Exercise objective — Wherever "from" appears in the records below, copy the line that holds it.

Collected data entries
/---
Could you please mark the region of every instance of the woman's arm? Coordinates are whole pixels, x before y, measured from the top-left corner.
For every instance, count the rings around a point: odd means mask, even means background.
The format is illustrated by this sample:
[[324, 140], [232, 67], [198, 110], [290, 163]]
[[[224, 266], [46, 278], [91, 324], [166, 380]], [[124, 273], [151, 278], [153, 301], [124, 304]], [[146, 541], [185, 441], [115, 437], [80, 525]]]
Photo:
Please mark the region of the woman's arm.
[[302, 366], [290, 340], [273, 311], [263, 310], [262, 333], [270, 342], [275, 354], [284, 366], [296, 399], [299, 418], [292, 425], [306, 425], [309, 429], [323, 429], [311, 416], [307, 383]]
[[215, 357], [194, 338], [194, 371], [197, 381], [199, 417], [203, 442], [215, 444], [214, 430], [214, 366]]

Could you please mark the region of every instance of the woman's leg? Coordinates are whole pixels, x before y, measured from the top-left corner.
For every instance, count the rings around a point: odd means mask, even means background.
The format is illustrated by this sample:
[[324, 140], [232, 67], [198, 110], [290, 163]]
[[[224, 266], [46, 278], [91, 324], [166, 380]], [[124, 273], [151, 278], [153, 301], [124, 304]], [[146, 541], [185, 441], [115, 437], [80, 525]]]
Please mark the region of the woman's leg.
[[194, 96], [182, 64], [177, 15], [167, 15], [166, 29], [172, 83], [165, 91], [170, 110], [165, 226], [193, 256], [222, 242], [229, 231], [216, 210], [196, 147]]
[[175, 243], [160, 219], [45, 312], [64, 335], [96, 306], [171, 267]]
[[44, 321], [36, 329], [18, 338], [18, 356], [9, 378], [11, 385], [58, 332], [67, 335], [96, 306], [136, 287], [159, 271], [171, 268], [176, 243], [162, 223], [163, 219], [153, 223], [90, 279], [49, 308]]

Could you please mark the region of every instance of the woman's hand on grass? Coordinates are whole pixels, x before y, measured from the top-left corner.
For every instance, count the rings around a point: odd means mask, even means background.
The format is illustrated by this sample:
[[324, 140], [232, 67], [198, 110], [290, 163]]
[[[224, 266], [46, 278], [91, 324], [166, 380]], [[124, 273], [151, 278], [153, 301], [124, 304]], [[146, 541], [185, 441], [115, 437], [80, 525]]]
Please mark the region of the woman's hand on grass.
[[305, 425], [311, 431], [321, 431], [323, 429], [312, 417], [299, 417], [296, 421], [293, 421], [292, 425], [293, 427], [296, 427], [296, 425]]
\---
Reply —
Could you please mark the region of every instance of the woman's arm? Coordinates are whole pixels, x before y, measured from the top-left corner.
Could you please mark the region of every instance of the woman's leg? Coordinates are whole pixels, x before y, measured from the top-left corner.
Could you please mark the region of every instance of the woman's hand on grass? Coordinates are whole pixels, x before y, measured from the top-left corner.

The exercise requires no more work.